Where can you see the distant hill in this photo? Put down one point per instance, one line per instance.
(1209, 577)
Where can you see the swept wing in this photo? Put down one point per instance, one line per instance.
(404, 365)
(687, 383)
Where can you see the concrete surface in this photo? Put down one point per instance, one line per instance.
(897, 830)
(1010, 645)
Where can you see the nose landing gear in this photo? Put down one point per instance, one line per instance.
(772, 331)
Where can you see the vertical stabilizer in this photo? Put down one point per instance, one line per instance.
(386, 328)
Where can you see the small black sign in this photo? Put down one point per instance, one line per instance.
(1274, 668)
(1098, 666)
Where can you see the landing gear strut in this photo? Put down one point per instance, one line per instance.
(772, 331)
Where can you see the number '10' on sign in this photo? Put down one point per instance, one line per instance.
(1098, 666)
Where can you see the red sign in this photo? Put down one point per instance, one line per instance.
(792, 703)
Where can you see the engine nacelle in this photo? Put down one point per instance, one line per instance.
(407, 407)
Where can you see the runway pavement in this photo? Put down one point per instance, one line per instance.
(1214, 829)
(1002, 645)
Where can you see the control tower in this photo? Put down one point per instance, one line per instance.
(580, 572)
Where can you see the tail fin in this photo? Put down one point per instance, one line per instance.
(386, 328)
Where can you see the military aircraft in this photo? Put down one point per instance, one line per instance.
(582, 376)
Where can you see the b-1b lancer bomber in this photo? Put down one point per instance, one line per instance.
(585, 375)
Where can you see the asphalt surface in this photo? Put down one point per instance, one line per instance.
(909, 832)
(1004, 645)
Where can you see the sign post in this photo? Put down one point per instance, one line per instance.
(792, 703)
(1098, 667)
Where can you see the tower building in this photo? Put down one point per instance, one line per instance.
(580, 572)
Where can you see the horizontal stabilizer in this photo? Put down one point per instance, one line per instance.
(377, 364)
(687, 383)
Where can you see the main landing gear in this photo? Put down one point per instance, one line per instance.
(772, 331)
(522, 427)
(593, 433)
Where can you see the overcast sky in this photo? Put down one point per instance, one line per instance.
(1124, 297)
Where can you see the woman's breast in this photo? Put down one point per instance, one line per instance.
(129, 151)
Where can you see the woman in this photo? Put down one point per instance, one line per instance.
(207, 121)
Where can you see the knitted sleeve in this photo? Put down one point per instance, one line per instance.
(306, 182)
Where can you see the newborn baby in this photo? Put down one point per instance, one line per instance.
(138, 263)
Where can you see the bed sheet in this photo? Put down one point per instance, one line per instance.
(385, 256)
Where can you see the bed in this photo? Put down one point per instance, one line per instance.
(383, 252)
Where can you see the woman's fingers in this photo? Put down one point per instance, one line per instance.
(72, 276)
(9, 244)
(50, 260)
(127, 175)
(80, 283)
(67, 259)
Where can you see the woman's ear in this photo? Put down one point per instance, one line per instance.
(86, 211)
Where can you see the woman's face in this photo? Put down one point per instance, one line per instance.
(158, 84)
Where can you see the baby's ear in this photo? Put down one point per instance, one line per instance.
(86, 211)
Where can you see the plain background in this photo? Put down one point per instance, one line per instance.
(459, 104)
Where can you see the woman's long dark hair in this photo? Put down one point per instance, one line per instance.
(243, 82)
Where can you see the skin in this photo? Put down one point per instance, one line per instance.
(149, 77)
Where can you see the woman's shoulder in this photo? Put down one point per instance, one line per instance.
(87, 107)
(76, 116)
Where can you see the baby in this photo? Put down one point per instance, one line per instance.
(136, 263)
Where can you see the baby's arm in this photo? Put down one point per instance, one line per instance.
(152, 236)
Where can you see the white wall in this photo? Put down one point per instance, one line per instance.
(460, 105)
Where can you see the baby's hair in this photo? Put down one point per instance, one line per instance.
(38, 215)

Task description:
Please write out the items again from the line with "Where can you see the baby's arm" through the end of the items, replacing "Put down" with "Mark" and leaving everything else unchanged.

Task answer:
Where can you see the baby's arm in this photo? Mark one point per instance, one line per instance.
(152, 236)
Where can you see the white wall in this photo? Mark one point per instance, one line per instance.
(460, 105)
Where can you see the baby's hair in this photo? Mark one point per instance, one line per instance.
(38, 215)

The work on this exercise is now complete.